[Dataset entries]
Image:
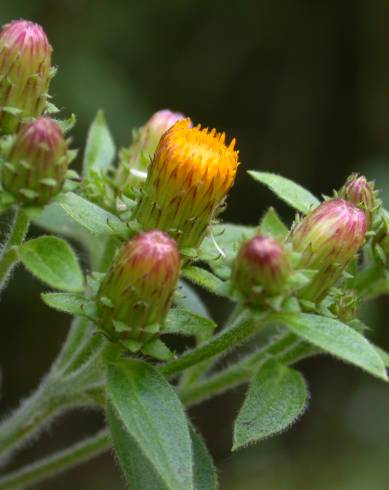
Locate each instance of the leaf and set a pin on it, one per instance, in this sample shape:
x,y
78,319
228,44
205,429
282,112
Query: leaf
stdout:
x,y
186,322
204,471
96,220
287,190
336,338
100,148
277,396
205,279
52,261
228,238
154,419
272,224
187,298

> [Action item]
Search the records for lines holding the word "leaf", then copy each line you find.

> [Written answer]
Locate each instance of the leaf and set a pin on it, one per instance, in this sample shape:
Query: leaf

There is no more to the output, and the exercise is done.